_The request_.
Reproduce the entries character for character, from their first line through the line holding "[[276, 195], [146, 215], [84, 294], [405, 294], [361, 247]]", with both of those lines included.

'''

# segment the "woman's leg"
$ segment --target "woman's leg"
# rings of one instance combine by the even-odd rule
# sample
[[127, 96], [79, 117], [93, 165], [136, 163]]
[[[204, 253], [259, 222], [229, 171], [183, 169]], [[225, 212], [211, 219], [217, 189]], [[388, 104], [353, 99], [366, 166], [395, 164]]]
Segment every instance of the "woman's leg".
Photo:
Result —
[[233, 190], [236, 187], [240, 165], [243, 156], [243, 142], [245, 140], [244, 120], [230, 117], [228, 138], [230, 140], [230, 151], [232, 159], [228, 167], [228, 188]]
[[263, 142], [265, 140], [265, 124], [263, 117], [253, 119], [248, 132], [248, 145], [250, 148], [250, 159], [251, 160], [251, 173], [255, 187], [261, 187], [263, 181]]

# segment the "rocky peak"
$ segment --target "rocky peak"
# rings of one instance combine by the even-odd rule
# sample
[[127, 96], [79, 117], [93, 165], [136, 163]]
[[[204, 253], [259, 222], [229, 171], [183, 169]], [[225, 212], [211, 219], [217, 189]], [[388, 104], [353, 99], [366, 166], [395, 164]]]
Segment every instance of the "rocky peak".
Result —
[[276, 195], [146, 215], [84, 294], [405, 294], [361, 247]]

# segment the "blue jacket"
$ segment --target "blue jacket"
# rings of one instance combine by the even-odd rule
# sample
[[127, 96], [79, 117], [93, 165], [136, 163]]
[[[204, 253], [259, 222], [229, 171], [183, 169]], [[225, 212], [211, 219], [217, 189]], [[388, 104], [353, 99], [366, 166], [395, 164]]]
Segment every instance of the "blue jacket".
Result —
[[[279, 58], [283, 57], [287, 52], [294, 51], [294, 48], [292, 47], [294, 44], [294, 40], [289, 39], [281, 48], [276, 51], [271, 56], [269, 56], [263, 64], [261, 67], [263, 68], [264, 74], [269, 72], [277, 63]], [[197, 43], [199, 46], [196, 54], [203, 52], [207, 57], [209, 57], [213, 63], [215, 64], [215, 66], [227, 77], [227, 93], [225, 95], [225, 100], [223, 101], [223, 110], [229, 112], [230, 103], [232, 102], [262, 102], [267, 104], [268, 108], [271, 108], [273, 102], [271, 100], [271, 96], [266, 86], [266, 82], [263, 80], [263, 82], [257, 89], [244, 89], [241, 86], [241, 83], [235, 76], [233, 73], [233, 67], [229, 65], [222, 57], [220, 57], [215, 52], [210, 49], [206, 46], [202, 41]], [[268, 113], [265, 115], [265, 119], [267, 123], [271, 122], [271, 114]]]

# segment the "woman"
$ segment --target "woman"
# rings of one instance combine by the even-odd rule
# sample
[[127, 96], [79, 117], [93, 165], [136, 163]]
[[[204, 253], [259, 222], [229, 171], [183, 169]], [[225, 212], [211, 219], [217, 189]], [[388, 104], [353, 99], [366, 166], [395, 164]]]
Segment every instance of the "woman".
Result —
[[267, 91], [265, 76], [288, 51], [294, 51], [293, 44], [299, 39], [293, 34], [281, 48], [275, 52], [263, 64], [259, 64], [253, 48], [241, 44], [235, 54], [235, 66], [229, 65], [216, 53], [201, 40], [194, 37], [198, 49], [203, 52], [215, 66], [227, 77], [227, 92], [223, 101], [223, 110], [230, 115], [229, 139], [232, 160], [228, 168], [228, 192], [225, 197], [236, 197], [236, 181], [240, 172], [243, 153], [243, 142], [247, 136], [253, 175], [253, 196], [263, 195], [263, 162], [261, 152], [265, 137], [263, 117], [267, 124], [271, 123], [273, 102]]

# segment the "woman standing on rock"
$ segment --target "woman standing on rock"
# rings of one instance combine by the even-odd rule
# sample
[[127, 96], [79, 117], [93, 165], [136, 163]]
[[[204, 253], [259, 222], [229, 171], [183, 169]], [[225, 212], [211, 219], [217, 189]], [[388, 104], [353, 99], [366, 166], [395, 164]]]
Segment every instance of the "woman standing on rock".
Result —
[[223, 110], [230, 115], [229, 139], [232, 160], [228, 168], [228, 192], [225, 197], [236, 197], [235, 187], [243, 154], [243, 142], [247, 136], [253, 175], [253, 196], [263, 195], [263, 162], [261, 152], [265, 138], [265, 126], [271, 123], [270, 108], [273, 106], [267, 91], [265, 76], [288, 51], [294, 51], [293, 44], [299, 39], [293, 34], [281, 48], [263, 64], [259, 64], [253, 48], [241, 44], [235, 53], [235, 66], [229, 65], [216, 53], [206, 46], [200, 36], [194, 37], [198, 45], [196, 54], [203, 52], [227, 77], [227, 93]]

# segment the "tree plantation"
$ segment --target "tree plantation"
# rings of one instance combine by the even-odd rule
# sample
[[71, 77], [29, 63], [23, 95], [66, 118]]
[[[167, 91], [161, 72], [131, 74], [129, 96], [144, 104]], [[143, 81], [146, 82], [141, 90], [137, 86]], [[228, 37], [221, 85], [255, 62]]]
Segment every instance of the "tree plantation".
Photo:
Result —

'''

_Expected answer_.
# segment the "woman's leg"
$ segment --target "woman's leg"
# rings of one instance combine by the even-odd rule
# sample
[[127, 96], [79, 117], [93, 165], [136, 163]]
[[[204, 253], [259, 222], [229, 171], [183, 169]], [[225, 212], [211, 219], [217, 189]], [[388, 104], [353, 99], [366, 166], [395, 164]]]
Segment every instance of the "woman's leg".
Photo:
Result —
[[233, 190], [236, 187], [240, 165], [243, 156], [243, 142], [245, 140], [244, 120], [230, 117], [228, 138], [230, 140], [230, 151], [232, 159], [228, 167], [228, 188]]
[[263, 142], [265, 140], [265, 124], [263, 117], [253, 119], [248, 132], [248, 145], [250, 148], [250, 159], [251, 160], [251, 173], [255, 187], [261, 187], [263, 181]]

# segment the "rocky peak"
$ segment --target "rocky peak"
# rings of one instance combine by the even-odd rule
# sample
[[127, 96], [79, 117], [93, 165], [136, 163]]
[[[204, 253], [259, 222], [229, 171], [183, 169]], [[225, 212], [211, 219], [217, 189]], [[388, 104], [353, 99], [366, 166], [395, 164]]]
Segment every instance of the "rocky peak".
Result —
[[276, 195], [146, 215], [84, 294], [405, 294], [361, 247]]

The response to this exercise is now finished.